** Start of SUPPLIED MATERIAL **
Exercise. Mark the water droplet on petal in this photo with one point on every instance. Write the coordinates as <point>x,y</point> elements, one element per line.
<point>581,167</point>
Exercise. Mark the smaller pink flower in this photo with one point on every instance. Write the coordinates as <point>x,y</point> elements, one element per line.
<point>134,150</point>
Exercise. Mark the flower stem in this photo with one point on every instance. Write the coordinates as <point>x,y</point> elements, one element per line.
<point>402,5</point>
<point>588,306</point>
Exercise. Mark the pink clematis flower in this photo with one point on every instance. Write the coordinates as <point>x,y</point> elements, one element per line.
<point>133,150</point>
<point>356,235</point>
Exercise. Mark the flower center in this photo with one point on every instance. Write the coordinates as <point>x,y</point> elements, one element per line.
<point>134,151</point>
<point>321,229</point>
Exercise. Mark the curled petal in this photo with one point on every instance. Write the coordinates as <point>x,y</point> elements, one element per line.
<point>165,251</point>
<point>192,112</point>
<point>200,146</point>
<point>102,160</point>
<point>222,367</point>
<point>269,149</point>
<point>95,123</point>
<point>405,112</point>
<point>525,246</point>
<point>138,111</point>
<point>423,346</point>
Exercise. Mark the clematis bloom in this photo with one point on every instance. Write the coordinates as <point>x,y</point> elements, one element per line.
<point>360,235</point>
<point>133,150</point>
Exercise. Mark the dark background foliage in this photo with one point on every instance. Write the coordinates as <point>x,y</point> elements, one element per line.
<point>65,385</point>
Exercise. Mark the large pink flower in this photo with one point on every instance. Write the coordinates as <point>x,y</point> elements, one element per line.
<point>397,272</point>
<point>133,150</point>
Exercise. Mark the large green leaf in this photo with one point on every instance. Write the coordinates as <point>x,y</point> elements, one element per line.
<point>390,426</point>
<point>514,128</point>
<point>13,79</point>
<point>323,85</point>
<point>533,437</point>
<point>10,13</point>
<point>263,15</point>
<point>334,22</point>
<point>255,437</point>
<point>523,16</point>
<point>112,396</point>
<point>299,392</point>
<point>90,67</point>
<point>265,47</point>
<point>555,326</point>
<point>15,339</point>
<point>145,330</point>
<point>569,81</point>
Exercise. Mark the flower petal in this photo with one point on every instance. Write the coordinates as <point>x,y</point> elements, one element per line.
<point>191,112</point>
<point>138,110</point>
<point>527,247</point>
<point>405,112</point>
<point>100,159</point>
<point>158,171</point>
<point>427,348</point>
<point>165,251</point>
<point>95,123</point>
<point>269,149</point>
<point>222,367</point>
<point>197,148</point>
** End of SUPPLIED MATERIAL **
_GOAL_.
Rescale the data starting at the line containing "Exercise. Mark the pink" and ending at the line containing "<point>321,229</point>". Write out every line in that span, keeping the wording lines as they stand, and multiply each x and y coordinate in the answers by 1.65, rounding to whole numbers with halves rounded up.

_RESPONSE BELOW_.
Exercise. Mark the pink clematis flower in this photo with one point on every instance. Write the coordinates as <point>x,y</point> elements, one element per line.
<point>219,248</point>
<point>587,388</point>
Exercise. Mark the flower center in this photo with one point on every instance. Write the coordinates as <point>x,y</point> elements, one element per line.
<point>221,249</point>
<point>530,378</point>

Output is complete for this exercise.